▶ Exercise requirements:
Reproduce the records below exactly, but only between the lines holding "Where is the dark" and "Where is the white", inclusive.

▶ Provided data:
-- Opening Marker --

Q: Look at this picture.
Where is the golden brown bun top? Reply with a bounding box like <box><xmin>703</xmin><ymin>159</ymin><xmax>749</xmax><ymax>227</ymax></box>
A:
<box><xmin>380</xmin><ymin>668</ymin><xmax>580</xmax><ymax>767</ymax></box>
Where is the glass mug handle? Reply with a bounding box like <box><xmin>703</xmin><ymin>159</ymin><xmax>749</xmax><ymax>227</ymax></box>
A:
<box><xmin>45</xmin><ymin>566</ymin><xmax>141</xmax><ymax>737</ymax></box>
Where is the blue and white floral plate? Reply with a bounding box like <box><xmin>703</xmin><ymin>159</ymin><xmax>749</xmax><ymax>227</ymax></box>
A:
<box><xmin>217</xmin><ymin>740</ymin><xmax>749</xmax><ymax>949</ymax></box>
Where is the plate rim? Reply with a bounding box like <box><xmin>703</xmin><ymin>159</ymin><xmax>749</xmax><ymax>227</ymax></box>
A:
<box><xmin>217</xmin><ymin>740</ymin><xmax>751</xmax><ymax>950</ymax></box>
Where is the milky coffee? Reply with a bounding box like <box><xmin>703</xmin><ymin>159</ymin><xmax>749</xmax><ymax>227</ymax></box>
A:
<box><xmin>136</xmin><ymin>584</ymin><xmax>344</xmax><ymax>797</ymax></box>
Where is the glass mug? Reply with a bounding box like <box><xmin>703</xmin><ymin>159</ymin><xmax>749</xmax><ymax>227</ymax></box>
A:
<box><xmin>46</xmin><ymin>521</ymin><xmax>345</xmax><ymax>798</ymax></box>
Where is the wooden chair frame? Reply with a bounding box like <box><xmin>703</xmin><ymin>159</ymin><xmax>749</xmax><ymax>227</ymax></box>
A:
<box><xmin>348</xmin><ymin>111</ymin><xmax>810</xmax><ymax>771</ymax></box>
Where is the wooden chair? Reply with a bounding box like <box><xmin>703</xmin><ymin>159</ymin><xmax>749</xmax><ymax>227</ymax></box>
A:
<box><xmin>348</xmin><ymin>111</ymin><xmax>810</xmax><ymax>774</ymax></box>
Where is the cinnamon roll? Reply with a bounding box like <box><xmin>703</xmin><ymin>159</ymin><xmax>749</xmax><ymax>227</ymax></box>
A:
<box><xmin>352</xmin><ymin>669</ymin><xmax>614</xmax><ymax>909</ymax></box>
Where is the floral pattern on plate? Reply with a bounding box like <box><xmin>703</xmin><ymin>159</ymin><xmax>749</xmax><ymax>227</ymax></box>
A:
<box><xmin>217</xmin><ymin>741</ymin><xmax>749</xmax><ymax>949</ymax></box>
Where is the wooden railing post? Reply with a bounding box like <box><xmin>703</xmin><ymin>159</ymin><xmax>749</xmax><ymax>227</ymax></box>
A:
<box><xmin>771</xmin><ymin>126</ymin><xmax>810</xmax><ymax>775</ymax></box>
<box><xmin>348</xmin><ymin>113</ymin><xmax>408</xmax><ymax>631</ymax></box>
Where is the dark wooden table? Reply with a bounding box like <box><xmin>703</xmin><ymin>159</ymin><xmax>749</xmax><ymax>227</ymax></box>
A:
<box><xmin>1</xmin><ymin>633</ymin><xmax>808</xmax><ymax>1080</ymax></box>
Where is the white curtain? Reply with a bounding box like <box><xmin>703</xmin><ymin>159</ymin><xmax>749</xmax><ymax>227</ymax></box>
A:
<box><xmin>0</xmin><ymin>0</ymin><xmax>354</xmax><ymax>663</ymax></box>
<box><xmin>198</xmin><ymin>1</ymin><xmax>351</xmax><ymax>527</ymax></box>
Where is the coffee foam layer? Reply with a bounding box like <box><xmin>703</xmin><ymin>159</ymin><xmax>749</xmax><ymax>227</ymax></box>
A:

-- Closing Marker --

▶ Reply:
Where is the dark wooden table? Reply with a bounding box like <box><xmin>703</xmin><ymin>159</ymin><xmax>749</xmax><ymax>227</ymax></box>
A:
<box><xmin>1</xmin><ymin>633</ymin><xmax>808</xmax><ymax>1080</ymax></box>
Where is the white curtain? Reply with a bounding box like <box><xmin>703</xmin><ymin>159</ymin><xmax>749</xmax><ymax>227</ymax></box>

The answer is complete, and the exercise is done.